== YOUR TASK ==
Rewrite only the part of the listing that opens with the line containing "Mark a point on each instance of the iguana jaw" and closes with the line containing "x=236, y=81", keeping the requests. Increase every x and y coordinate in the answers by 126, and leave the sample coordinates in the requests unchanged.

-------- TASK DATA --------

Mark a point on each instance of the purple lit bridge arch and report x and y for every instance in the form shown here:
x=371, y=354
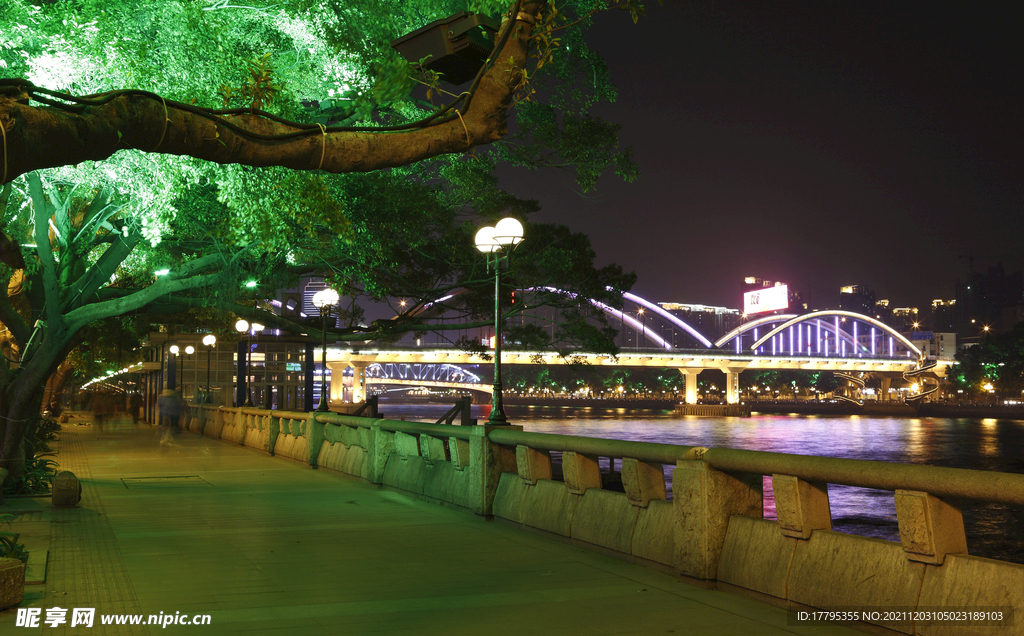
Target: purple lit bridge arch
x=830, y=340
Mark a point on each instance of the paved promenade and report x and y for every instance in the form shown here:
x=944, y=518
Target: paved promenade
x=269, y=546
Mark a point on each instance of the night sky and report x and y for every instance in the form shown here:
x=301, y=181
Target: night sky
x=821, y=144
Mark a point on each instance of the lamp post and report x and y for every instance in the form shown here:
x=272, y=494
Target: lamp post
x=324, y=300
x=497, y=243
x=243, y=327
x=209, y=340
x=188, y=351
x=174, y=351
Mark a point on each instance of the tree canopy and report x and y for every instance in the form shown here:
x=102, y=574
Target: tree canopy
x=157, y=155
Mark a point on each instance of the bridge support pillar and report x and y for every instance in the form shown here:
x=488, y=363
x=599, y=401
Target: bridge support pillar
x=691, y=384
x=358, y=382
x=731, y=386
x=336, y=389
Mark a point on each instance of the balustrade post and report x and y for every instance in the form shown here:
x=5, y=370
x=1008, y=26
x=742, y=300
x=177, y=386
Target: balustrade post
x=929, y=527
x=273, y=432
x=581, y=472
x=241, y=421
x=802, y=507
x=459, y=450
x=383, y=442
x=532, y=464
x=704, y=499
x=316, y=433
x=643, y=481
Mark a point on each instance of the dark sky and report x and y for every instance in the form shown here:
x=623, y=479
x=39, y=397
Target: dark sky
x=818, y=143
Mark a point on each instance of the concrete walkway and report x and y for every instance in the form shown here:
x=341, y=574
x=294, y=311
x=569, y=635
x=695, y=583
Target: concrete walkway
x=269, y=546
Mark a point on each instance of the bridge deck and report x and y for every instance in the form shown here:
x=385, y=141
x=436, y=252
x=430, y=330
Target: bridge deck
x=268, y=546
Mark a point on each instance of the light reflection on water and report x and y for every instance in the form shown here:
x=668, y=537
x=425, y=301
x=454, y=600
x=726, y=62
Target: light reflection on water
x=992, y=531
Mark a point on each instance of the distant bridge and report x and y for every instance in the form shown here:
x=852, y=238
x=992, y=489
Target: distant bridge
x=849, y=343
x=690, y=364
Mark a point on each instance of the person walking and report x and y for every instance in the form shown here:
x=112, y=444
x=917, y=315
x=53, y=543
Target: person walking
x=170, y=413
x=134, y=404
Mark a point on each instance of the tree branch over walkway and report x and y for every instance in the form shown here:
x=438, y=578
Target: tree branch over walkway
x=68, y=131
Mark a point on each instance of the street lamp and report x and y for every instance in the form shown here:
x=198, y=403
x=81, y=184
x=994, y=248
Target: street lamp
x=174, y=351
x=324, y=300
x=499, y=242
x=188, y=351
x=209, y=340
x=242, y=326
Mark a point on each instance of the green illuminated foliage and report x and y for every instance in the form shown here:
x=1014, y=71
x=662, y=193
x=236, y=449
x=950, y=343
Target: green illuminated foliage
x=156, y=182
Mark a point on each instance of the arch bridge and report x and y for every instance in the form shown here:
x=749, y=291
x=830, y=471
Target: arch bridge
x=830, y=340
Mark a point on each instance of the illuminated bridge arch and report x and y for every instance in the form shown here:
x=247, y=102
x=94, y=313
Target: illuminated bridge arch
x=426, y=373
x=649, y=334
x=802, y=335
x=753, y=327
x=640, y=328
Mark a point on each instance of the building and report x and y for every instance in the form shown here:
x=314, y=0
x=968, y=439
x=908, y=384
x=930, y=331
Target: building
x=857, y=298
x=905, y=320
x=790, y=302
x=934, y=344
x=989, y=299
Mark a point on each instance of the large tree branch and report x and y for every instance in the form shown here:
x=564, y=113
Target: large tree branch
x=100, y=271
x=43, y=249
x=77, y=319
x=44, y=136
x=11, y=319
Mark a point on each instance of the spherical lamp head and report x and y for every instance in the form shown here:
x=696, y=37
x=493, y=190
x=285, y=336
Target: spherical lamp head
x=485, y=241
x=508, y=231
x=326, y=298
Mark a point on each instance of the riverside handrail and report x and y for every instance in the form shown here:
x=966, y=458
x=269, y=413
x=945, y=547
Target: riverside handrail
x=1003, y=488
x=957, y=482
x=643, y=451
x=420, y=428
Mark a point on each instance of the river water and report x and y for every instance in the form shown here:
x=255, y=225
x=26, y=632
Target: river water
x=992, y=531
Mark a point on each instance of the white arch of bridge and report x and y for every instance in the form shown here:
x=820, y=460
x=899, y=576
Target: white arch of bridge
x=745, y=327
x=817, y=315
x=786, y=320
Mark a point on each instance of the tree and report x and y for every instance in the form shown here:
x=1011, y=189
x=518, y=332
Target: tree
x=997, y=361
x=70, y=129
x=95, y=234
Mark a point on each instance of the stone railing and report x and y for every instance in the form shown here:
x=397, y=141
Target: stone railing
x=712, y=528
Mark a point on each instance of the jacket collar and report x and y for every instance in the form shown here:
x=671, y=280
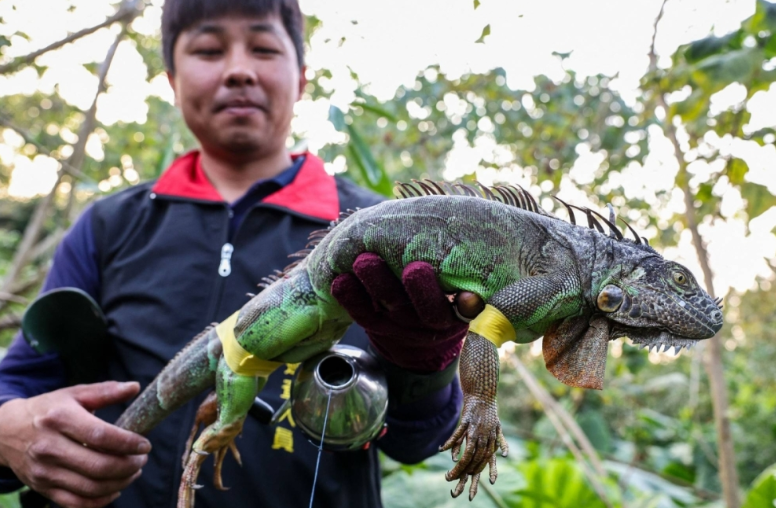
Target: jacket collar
x=312, y=193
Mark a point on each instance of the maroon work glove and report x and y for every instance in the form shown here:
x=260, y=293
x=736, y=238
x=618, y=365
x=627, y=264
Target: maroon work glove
x=412, y=325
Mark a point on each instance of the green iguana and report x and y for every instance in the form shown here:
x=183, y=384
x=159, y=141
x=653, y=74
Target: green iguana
x=539, y=276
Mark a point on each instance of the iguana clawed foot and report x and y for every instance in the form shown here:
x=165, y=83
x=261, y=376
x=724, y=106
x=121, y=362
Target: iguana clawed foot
x=214, y=440
x=481, y=428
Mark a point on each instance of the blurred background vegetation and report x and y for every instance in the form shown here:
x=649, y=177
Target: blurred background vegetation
x=695, y=430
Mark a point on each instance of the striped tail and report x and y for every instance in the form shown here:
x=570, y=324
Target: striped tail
x=187, y=375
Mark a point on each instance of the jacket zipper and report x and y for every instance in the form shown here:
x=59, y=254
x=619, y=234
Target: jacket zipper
x=225, y=268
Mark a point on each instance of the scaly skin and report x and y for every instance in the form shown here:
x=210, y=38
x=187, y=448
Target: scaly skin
x=577, y=287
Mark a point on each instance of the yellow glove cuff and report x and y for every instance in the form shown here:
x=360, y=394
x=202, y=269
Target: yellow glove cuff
x=238, y=359
x=492, y=324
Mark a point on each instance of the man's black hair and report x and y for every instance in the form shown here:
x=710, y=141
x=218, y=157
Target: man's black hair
x=178, y=15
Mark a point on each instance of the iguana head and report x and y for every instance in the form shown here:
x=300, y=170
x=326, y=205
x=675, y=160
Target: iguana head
x=634, y=292
x=658, y=303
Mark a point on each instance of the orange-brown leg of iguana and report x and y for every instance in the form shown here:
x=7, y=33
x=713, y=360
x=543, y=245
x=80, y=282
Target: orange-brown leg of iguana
x=239, y=392
x=206, y=415
x=480, y=425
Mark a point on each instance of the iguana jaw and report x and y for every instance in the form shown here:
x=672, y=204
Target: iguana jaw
x=653, y=337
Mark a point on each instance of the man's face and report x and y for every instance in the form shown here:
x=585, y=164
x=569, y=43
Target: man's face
x=236, y=81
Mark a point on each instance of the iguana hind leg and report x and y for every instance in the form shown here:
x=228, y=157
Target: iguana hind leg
x=479, y=425
x=235, y=396
x=207, y=414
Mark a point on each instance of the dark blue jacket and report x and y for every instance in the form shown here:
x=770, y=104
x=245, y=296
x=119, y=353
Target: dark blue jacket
x=150, y=256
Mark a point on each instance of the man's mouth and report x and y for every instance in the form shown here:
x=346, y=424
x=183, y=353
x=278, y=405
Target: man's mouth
x=239, y=107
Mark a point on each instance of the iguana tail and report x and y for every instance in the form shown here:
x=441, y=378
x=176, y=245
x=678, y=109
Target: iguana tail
x=188, y=374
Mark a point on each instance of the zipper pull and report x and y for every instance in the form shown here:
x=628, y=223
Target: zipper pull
x=225, y=268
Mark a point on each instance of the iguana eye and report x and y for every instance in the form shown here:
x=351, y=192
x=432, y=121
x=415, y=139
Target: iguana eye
x=610, y=298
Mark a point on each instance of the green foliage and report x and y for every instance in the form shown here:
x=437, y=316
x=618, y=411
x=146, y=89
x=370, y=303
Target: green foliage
x=763, y=493
x=9, y=501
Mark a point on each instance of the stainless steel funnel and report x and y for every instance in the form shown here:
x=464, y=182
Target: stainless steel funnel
x=359, y=398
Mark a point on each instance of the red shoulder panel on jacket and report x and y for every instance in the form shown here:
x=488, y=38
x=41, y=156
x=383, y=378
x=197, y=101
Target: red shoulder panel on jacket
x=313, y=192
x=186, y=179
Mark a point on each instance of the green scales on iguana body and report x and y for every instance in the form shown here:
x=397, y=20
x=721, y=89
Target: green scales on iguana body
x=576, y=286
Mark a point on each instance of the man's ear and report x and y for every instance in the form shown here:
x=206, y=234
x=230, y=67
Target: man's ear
x=171, y=80
x=302, y=82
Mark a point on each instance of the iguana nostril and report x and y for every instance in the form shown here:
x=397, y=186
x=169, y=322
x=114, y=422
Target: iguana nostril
x=610, y=299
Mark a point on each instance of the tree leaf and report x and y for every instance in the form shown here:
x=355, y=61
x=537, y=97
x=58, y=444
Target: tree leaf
x=736, y=171
x=763, y=493
x=758, y=199
x=374, y=175
x=712, y=45
x=485, y=33
x=718, y=71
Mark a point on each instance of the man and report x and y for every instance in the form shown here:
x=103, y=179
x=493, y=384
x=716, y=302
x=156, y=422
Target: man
x=166, y=258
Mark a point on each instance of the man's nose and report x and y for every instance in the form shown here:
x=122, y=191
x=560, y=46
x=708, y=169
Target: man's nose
x=239, y=71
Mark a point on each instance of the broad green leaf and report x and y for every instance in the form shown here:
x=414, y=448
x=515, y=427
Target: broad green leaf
x=736, y=171
x=696, y=104
x=698, y=50
x=763, y=493
x=758, y=199
x=764, y=17
x=718, y=71
x=337, y=118
x=371, y=171
x=555, y=483
x=377, y=110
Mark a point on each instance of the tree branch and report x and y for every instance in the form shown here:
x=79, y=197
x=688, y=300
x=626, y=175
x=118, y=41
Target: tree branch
x=127, y=11
x=28, y=138
x=34, y=227
x=727, y=462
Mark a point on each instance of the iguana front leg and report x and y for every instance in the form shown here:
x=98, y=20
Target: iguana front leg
x=518, y=312
x=478, y=368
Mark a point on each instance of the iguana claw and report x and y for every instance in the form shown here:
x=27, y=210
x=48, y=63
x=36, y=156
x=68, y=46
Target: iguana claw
x=214, y=440
x=479, y=426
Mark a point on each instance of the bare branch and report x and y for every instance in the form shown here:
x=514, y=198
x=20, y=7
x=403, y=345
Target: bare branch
x=28, y=138
x=652, y=53
x=727, y=462
x=32, y=231
x=127, y=11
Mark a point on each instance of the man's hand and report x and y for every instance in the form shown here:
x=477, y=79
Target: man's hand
x=410, y=322
x=56, y=446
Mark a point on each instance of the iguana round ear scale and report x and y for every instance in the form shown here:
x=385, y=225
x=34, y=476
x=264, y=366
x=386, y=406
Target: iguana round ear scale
x=468, y=304
x=610, y=298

--------

== OUTPUT FOR THIS TASK ==
Mark a point on each instance of the iguana jaw and report x and y for every instance in the form shown here:
x=672, y=204
Target: iguana jaw
x=779, y=463
Mark a point on each instance of the man's face and report x and y for every instance in the form shown here:
x=585, y=164
x=569, y=43
Target: man's face
x=362, y=207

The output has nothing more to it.